Text section
Kettering Health Main Campus, formerly known as Kettering Medical Center (KMC), non-profit hospital in Kettering, Ohio, United States. Founded in 1964, it is the flagship hospital of Kettering Health, and is directly affiliated with the Seventh-day Adventist Church. It is also affiliated with the Boonshoft School of Medicine.

==History==
Virginia Kettering and her husband Eugene, son of famous inventor Charles F. Kettering, were native citizens of Dayton. They moved to Hinsdale, Illinois near Chicago in the 1940s. During the polio epidemic in the 1950s, they were inspired by the care given at Hinsdale Hospital, which would play a vital role in the foundation of Kettering Medical Center. Following the death of his father in 1958, the younger Ketterings moved from Illinois back to Dayton to help manage family affairs. Health care was a primary focus of Charles Kettering, so Eugene and Virginia led efforts to open a local area hospital in his honor. Ground was broken on July 7, 1961. In 1964, Charles F. Kettering Memorial Hospital opened under the leadership of the Seventh-day Adventist Church.

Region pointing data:
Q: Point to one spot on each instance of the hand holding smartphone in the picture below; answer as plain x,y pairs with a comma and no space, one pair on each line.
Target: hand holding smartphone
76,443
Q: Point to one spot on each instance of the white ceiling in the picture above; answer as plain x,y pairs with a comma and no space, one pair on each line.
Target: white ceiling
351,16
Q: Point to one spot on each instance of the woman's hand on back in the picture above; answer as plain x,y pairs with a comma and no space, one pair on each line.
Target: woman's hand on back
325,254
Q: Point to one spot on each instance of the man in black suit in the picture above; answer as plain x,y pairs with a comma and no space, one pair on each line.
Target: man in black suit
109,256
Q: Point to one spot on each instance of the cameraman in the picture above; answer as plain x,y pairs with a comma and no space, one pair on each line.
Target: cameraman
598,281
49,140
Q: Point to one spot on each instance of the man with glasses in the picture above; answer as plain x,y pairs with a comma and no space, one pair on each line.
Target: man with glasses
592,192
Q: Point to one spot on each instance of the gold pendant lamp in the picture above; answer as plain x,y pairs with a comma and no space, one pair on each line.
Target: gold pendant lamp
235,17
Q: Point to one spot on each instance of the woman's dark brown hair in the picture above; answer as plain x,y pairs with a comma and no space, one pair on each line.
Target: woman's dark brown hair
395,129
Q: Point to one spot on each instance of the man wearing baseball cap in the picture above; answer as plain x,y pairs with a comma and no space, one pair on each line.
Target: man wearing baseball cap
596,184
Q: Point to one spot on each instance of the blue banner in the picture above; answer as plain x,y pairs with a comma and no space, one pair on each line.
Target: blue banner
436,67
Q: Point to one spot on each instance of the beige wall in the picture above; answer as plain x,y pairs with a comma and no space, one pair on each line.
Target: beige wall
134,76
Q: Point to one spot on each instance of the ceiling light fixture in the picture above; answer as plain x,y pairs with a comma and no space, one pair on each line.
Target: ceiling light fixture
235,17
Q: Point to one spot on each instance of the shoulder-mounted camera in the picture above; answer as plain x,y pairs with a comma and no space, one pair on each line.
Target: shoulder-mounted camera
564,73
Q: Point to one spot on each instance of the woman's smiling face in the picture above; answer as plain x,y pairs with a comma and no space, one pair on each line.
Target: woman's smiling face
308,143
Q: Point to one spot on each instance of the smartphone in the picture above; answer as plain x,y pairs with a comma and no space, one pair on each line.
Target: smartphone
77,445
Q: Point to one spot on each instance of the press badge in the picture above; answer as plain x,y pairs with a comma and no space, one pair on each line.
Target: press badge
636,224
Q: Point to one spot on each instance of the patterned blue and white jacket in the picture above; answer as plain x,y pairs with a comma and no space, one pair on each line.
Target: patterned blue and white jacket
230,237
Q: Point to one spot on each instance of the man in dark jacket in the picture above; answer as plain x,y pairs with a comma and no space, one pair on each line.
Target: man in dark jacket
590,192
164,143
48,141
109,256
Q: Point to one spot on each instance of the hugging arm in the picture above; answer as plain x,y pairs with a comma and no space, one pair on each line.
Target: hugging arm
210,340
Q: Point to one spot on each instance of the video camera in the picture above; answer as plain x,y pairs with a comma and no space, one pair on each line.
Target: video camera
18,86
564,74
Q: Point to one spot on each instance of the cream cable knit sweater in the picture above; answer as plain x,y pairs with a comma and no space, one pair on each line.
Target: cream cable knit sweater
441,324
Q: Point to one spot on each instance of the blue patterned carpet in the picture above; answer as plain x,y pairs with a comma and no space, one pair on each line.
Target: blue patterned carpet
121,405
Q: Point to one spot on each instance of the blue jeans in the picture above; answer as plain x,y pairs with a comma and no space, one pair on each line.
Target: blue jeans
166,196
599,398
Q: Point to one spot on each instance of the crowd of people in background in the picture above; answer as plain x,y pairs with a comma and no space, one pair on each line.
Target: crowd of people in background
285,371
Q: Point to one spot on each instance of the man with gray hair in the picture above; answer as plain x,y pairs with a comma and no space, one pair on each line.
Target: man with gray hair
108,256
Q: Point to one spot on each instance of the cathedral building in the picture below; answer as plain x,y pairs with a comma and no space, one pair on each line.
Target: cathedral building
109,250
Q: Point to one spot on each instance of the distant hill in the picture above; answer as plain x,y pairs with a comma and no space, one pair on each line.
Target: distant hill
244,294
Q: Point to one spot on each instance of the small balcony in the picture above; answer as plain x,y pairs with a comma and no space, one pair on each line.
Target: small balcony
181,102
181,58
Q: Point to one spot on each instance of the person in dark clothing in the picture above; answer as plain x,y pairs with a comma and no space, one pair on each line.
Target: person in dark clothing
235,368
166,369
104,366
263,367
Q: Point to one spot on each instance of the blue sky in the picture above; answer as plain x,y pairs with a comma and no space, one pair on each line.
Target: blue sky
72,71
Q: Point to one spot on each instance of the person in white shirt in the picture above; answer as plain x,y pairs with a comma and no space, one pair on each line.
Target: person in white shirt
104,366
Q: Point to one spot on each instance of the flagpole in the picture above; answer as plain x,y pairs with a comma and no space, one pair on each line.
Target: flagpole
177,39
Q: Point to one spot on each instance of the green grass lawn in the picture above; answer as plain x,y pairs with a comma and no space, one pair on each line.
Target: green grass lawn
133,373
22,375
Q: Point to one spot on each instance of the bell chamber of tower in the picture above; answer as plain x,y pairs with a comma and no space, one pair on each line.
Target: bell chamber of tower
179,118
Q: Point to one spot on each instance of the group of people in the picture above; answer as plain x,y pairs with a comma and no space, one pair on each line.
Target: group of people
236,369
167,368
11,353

What you need to do
A. According to the text about Kettering Health Main Campus, on what date was ground broken for the hospital?
B. Please carry the text about Kettering Health Main Campus forward from its last sentence.
The lines above are separate material, unrelated to the hospital text.

Outputs for the tasks
A. July 7, 1961.

B.
In 2016, Kettering Health opened the new pavilion that houses the Kettering Health Cancer Center, and Kettering Health Brain & Spine. The $60 million structure is connected to the main hospital via a skybridge over Southern Boulevard.

==Awards and recognitions==
The hospital received a grade A from The Leapfrog Group from fall 2012 to spring 2015.